About this task: From the passage about Jeannette, list every interest she delighted in sharing with the members of her ward.

A member of The Church of Jesus Christ of Latter-day Saints, Jeannette was actively involved in church activities, and delighted in sharing her love of nature, gardening, music, and genealogy with the members of her ward.

One day, shortly after her children had all left home, John Woolf knocked on her door and commissioned her to cross-stitch a picture for him of a skep beehive. He began stopping by periodically to check the progress, then more and more often until he was stopping in daily. By the time it was completed, they were madly in love. They were sealed for Time and Eternity in the Provo Temple on 28 July 1988. Everyone who knew them could see and feel the love radiating from them. John and Jeannette loved participating with the Pioneer Heritage Company. With her attention to detail – she had been a costume mistress in her high school drama department – Jeannette ensured their costumes and activities were accurate to the period they were portraying. For many years, she was a docent at the BYU Museum of Art, and was particularly fond of the Egyptian exhibits, the blown glass of Dale Chihuly, and the paintings of C. C. A. Christensen. During her tenure with the BYU MOA, she received perhaps her greatest challenge: a thread-by-thread restoration to restore the Minerva Tichert famous “orange scarf” used in so many of Tichert’s early paintings.

Both John and Jeannette were avid gardeners, and took great pride in their yard. With its split-rail fence, large trees, immaculate flower and vegetable beds, and goldfish pond, it was the talk of the town, and they received Provo City citations and District recognition for their yard and garden.

John and Jeannette were dedicated and devoted to community. John was the first president of Habitat for Humanity in Utah County, and both of them were instrumental in helping create the Utah County affiliate for Habitat for Humanity. For years, on the first Sunday of every month, they would travel to downtown Salt Lake City to feed the homeless “under the viaduct” near Pioneer Park. For years, Jeannette also volunteered in the Deseret Industries Humanitarian Center for The Church of Jesus Christ of Latter-day Saints, helping create, assemble, and package supplies for worldwide relief operations. With her medical background, Jeannette was a volunteer for the American Red Cross during the 2002 Winter Olympics.

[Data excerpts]
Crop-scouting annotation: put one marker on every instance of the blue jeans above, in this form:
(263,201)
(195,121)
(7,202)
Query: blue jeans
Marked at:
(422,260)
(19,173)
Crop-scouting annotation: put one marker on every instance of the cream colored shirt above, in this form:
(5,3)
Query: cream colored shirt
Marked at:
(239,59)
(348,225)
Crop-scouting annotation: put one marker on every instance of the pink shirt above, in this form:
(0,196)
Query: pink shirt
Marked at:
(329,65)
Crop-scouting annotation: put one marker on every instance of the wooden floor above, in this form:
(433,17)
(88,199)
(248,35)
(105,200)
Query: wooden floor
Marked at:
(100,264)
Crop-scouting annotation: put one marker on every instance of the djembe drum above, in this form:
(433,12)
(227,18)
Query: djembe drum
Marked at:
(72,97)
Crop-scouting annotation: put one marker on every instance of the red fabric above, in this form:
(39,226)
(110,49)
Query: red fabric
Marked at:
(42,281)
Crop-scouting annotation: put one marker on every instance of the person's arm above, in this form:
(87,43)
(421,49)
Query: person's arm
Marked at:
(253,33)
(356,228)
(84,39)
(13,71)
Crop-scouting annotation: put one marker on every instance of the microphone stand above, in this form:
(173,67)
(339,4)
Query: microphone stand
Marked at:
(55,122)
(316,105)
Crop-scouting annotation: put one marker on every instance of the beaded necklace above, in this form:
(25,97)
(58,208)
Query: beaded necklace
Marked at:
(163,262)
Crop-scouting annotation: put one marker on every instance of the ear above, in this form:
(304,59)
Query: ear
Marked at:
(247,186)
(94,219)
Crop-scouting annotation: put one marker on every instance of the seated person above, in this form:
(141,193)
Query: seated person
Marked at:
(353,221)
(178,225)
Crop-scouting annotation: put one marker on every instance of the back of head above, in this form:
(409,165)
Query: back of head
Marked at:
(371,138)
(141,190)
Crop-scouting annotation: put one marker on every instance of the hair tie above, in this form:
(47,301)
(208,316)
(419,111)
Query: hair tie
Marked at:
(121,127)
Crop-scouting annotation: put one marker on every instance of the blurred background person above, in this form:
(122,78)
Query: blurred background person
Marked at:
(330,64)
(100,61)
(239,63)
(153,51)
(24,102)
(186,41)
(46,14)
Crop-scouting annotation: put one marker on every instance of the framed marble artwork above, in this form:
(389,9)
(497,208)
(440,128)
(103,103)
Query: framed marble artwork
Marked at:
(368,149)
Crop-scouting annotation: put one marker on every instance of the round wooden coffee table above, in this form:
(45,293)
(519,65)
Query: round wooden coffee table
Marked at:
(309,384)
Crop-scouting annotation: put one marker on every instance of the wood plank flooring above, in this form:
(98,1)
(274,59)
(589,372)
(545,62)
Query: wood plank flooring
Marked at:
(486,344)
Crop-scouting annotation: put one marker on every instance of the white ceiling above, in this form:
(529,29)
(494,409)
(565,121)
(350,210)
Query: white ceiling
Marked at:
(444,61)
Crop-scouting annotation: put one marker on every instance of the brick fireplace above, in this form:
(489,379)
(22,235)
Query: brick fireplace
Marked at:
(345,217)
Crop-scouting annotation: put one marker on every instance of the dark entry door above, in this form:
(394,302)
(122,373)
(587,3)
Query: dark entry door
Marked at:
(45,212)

Solution to the exercise: Nature, gardening, music, and genealogy.